The corresponding \(\log (t)\) increase of contact strength can be traced down to the atomic scale using atomic force microscopy63. The collective dynamics of a large ensemble of such discrete contacts was shown to govern the strength of a larger interface61. This is encompassed within empirical rate-and-state friction laws64,65, which explicitly contain a \(\log (t)\) strength increase if contact age is used as state parameter. Based on the large number of grain-to-grain contacts in the sandstone sample used in our experiments, we can expect that there are contacts which slide even at the small strains applied here.
Past testing on sandstones at even smaller strain levels (down to 10−8) has hinted at the fact that the nonclassical effect might only appear above a certain threshold, below which the sample would behave in a classically nonlinear elastic way66. This could be interpreted as further evidence that sliding along grain contacts, which only occurs once the frictional strength of the interface is overcome, can be held responsible for the nonclassical effect. Decreases of the acoustic wavespeed due to changes in the real contact area will thus occur whenever the sample is loaded or unloaded, and it will be followed by an increase with the characteristic \(\log (t)\) dependence. Thus, the phenomenon of a real contact area decrease upon sliding along oblique contacts (Fig. 3) explains the instantaneous drop in velocity during both loading and unloading—as well as during an oscillating load—while the following re-increase along those same contacts during contact aging causes the subsequent recovery. Moreover, it also explains the vanishing anisotropy of the corresponding velocity signal.
Let us take the two-dimensional case as an example to examine the anisotropy. The contacts sliding first have low friction and will roughly form a + 45° angle with the loading axis. Similar to the classical effect, the change in real contact area affects the velocity as \({\cos }^{2}(\gamma )\), where γ is the incidence angle of the ray. By the same token, the set of contacts at a - 45° angle with the loading axis has a \({\sin }^{2}(\gamma )\) dependence. The overall angle dependency is \({\cos }^{2}(\gamma )+{\sin }^{2}(\gamma )=1\), leaving us with an overall constant and isotropic nonclassical effect (ii).
We stress that our results indicate that the inclined sliding contacts themselves cause the nonclassical effect, and that the recovery does not rely on continued sliding of the contacts since contact aging takes place during hold. This means that wing cracks or similar opening and closing features at the edges of the sliding contacts cannot be responsible for the nonclassical damage and healing40, as their opening and closing results in the same anisotropy and sign as the classical effect, even if the dynamics is mediated by friction of the sliding contact.
Our experiments show that the relative acoustic velocity variations have two main contributors: the classical component, which is correlated to the applied stress, and the nonclassical component, which is always a decrease during load changes irrespective of their sign followed by the SD \(\log (t)\) recovery. By using direct wave velocity measurements with positive and negative stress changes at different angles with the loading axis, we introduce anisotropy as an explicit observable to study SD. We observe a decisive difference in anisotropy between the classical and nonclassical nonlinear elastic effects, manifesting differences in their origin.

- _DIRECTION A_
In the sandstone passage, at roughly what angle to the loading axis do the low-friction contacts that slide first lie?
- _DIRECTION B_
Extract the sandstone passage word for word from "The corresponding \(\log" to "strains applied here.".
The lines after this text are not needed for anything here.

- _PROVIDED INFORMATION_
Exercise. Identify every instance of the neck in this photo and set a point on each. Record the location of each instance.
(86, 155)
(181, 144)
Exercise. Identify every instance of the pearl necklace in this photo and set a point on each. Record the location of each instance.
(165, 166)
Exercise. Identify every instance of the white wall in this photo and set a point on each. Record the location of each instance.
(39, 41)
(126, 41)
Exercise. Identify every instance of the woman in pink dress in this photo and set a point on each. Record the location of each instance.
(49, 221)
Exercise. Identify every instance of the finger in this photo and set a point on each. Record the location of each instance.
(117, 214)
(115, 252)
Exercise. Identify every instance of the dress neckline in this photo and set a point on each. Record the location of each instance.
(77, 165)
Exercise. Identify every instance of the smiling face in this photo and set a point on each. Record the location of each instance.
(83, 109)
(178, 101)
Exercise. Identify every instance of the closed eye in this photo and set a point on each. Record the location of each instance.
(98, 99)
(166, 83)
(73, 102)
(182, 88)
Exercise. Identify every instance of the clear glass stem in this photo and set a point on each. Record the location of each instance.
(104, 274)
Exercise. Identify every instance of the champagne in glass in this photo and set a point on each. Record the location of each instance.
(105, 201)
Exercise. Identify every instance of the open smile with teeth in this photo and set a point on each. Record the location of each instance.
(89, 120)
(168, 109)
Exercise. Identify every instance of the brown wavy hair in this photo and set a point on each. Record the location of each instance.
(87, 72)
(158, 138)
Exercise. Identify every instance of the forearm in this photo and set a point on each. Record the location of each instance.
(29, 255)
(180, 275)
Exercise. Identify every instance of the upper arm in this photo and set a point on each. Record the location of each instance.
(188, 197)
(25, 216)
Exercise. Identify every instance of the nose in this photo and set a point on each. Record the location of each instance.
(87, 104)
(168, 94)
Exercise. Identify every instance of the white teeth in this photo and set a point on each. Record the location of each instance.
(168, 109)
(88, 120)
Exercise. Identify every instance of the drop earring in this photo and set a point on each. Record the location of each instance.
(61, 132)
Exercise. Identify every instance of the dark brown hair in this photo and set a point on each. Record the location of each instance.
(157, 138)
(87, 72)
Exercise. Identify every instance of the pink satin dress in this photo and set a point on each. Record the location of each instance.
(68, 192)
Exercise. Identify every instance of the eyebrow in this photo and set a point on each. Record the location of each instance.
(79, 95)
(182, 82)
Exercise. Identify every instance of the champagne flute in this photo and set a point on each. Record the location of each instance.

- _CORRECT RESULT A_
Roughly +45°.

- _CORRECT RESULT B_
The corresponding \(\log (t)\) increase of contact strength can be traced down to the atomic scale using atomic force microscopy63. The collective dynamics of a large ensemble of such discrete contacts was shown to govern the strength of a larger interface61. This is encompassed within empirical rate-and-state friction laws64,65, which explicitly contain a \(\log (t)\) strength increase if contact age is used as state parameter. Based on the large number of grain-to-grain contacts in the sandstone sample used in our experiments, we can expect that there are contacts which slide even at the small strains applied here.